Exercise brief
Reproduce all of the following data line for line, with no changes.

━━━━━━━━

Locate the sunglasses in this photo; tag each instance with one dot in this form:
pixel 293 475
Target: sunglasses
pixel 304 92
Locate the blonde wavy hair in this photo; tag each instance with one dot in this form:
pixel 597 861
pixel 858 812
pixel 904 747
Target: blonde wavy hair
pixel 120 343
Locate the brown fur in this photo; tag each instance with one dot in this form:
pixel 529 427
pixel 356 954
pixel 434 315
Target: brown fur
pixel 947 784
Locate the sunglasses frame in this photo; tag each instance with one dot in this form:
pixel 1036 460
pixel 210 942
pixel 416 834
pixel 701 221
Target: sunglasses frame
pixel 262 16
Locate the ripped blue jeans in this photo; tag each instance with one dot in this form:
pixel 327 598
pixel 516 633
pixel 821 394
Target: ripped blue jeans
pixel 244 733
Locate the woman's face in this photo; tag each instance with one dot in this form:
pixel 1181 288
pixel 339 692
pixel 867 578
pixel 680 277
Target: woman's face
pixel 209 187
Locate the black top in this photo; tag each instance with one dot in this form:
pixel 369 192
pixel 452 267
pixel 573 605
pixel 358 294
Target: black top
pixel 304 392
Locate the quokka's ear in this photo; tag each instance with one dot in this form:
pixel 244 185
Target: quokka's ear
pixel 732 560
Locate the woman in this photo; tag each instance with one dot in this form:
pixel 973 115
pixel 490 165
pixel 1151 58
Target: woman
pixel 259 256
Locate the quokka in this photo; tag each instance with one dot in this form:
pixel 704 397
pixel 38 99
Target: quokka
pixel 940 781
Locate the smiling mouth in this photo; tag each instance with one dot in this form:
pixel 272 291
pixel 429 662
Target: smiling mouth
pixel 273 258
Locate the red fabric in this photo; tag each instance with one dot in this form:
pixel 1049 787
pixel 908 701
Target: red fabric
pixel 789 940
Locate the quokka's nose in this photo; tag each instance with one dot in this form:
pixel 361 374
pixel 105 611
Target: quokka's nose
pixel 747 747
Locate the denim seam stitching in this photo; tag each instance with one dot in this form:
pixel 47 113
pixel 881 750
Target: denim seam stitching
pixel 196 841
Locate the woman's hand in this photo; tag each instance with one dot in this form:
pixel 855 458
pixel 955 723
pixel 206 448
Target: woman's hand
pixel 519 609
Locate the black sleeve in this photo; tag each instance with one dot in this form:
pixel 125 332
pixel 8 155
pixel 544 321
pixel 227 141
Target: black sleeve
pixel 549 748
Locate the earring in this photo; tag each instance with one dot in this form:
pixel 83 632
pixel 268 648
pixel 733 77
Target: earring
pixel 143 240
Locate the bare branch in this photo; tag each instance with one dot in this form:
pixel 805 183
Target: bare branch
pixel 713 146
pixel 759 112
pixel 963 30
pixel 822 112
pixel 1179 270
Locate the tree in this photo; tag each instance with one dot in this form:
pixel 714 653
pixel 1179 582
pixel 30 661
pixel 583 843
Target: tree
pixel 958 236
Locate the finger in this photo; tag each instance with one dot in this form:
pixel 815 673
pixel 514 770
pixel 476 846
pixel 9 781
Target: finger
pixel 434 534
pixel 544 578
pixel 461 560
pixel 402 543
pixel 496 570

━━━━━━━━

The result
Locate the sunglasses in this photo; tag each instance with one dot in this form:
pixel 293 475
Target: sunglasses
pixel 304 92
Locate the blonde wavy hair in this photo; tag each instance with one dot in this form:
pixel 597 861
pixel 858 812
pixel 904 747
Target: blonde wavy hair
pixel 120 343
Locate the brown fur in this photo; tag each instance with one dot in this form:
pixel 529 427
pixel 356 954
pixel 434 315
Target: brown fur
pixel 947 784
Locate the sunglasses frame in this photo; tag each instance with one dot in this form:
pixel 1036 460
pixel 210 942
pixel 416 834
pixel 701 221
Target: sunglasses frame
pixel 262 16
Locate the ripped blue jeans in this photo; tag each instance with one dot in this form:
pixel 327 598
pixel 516 633
pixel 821 394
Target: ripped blue jeans
pixel 244 733
Locate the woman's face in this photo; tag each instance with one dot in this form:
pixel 1181 288
pixel 339 692
pixel 867 578
pixel 680 277
Target: woman's face
pixel 209 187
Locate the black top in this photo; tag each instance with one dot in this form:
pixel 369 192
pixel 452 267
pixel 573 605
pixel 358 294
Target: black top
pixel 304 392
Locate the quokka's ear in this photo; tag each instance with one dot in this form:
pixel 244 185
Target: quokka's ear
pixel 732 560
Locate the woman in this photo; tag each instance with one dot in this form:
pixel 973 115
pixel 490 165
pixel 1151 58
Target: woman
pixel 259 256
Locate the quokka in this photo; tag each instance with one dot in this form:
pixel 704 397
pixel 38 99
Target: quokka
pixel 940 781
Locate the smiling mouth in this photo; tag each instance with one dot in this form:
pixel 272 291
pixel 429 662
Target: smiling mouth
pixel 273 258
Locate the red fabric in this photo; tag each instance with one dot in this form:
pixel 1049 787
pixel 908 701
Target: red fabric
pixel 789 940
Locate the quokka's nose in this photo; tag each instance with one dot in this form:
pixel 361 374
pixel 105 611
Target: quokka's nose
pixel 747 747
Locate the denim seam stitching in this photo; tag each instance with one dot in this form:
pixel 47 113
pixel 881 750
Target: denim seam stitching
pixel 196 841
Locate the woman's hand in this photo; tag each instance with one dot in this form:
pixel 855 458
pixel 955 723
pixel 206 448
Target: woman's hand
pixel 519 609
Locate the black sleeve in this photo; tag each instance with one dot in this form:
pixel 125 332
pixel 8 155
pixel 544 321
pixel 227 141
Target: black sleeve
pixel 549 748
Locate the earring in this photo; tag each instance with one dot in this form:
pixel 83 632
pixel 268 648
pixel 733 77
Target: earring
pixel 143 240
Locate the bare branch in this photo; tag each instance with one dot in this form:
pixel 805 183
Target: bare branch
pixel 713 146
pixel 759 112
pixel 963 30
pixel 822 112
pixel 1179 270
Locate the tree in this photo; tag each instance with one dot in this form:
pixel 714 653
pixel 1179 582
pixel 30 661
pixel 583 843
Target: tree
pixel 958 236
Locate the finger in this photo; tag each instance with one dot in this form:
pixel 815 673
pixel 514 770
pixel 476 846
pixel 9 781
Target: finger
pixel 434 534
pixel 544 578
pixel 461 560
pixel 402 543
pixel 496 570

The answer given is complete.